§ **Using the information**:
[a] Reproduce, word for word, the stretch of the race report from "A few days later" through "get replacements installed.".
[b] Summarize the race report in two sentences.

I’ve left a huge gap from our time in Europe. Main reason is the slow internet speed and my choosing to sleep rather than wait for downloads to complete. Sorry, priorities!
So after Beverbeek, we drove to France for the GP de Lilliers, 160km. This is the 44th year this race has been contested, it’s amazing how many races have been around for decades in Europe…anyway, this year found the boys on the start line in full rain gear and cold temps.
As usual, the hammer dropped just after the start and we came across a few crashes but luckily, none of our boys were left on the ground. But our luck wasn’t long lasting, one of our guys was involved in an early crash and had bent the derailleur hanger but still had decent shifting so wasn’t aware of anything until another scuffle, then he noticed poor shifting and called for the car. As we made our way foreward, we radioed to him that we were just behind him and when he looked back, the car he was following braked suddenly and he found himself immersed in their back window…I jumped out of our car and dove around various vehicles and riders to find our rider sitting on the berm with a dazed look on his face. I asked if he was hurt and he shook his head ‘no’, I checked him for cuts or other damage and found him to be relatively unscathed! Somewhat relieved, I helped him stand and escorted him to the car, strapped his bike on the roof and sloshed my way back to my seat and off we went, one rider down. At the finish, we had one guy in the top 30. The race began with 170 riders…it ended with 57.
Our next event was back in Belgium, the Wanzele Koerse. Another 160+km race this time 10 laps of a 16km loop. But unlike the norm, no rain! Still cold but 200 riders went at it from the gun and at just under 4 hours a Dutch guy took the day at over 42kph average speed. We had 3 guys finish to day.
A few days later the boys lined up at another Belgian race, the Omlop het Waasland-Kemzeke. Another 44th edition race of 191km. Better luck for us this time, 5 riders finished. Weather is typically Belgian and it was hard racing.
200 riders started, half finished. One of our riders dnf due to a last km mechanical…his headset bearings loosened so much that he had difficulty controlling the bike over cobbles and through corners. Seems we have some unusually loose cartridge bearings that will set up fine but will become loose when pounded over cobbles. This has been an on-going issue which took me some time to diagnose…luckily no one crashed or was hurt before I was able to get replacements installed.
Many thanks to the Industry friends who helped with this issue!!
Next up was the Nokere-Koerse, 197km over roads the boys have been training on for most of our time here. We even had an easy start as the boys rode 3km from our B&B to the start. Although the cold was not as harsh and the rain had ceased, a bit of hail let us know that things were still normal with the Belgian weather.
193 riders took the start and went at it like a weekend training ride…B O R I N G…the first 100km went by agonizingly slow, I had to pry my eyelids open at times to see if Steve was still awake at the wheel.
Eventually racing started and with the wind and course changes, broke apart big-time. Just about half the field finished.

§ **Recorded data**:
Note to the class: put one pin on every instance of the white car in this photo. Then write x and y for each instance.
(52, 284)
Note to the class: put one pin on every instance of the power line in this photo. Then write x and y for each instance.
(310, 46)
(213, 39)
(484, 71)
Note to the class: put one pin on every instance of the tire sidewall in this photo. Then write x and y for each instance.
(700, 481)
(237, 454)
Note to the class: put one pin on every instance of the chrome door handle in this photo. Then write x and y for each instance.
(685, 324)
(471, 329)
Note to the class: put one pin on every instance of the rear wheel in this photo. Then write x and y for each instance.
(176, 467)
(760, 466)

§ **Task-by-task solutions**:
[a]
A few days later the boys lined up at another Belgian race, the Omlop het Waasland-Kemzeke. Another 44th edition race of 191km. Better luck for us this time, 5 riders finished. Weather is typically Belgian and it was hard racing.
200 riders started, half finished. One of our riders dnf due to a last km mechanical…his headset bearings loosened so much that he had difficulty controlling the bike over cobbles and through corners. Seems we have some unusually loose cartridge bearings that will set up fine but will become loose when pounded over cobbles. This has been an on-going issue which took me some time to diagnose…luckily no one crashed or was hurt before I was able to get replacements installed.

[b] After Beverbeek, the team raced the cold, rainy GP de Lilliers in France, where one rider went into a braking car's back window and had to stop and one rider placed in the top 30. In Belgium, 3 riders finished the Wanzele Koerse and 5 finished the Omlop het Waasland-Kemzeke despite a late DNF from loosened headset bearings, and at the Nokere-Koerse a slow first 100km gave way to hard racing that broke the field apart, with about half finishing.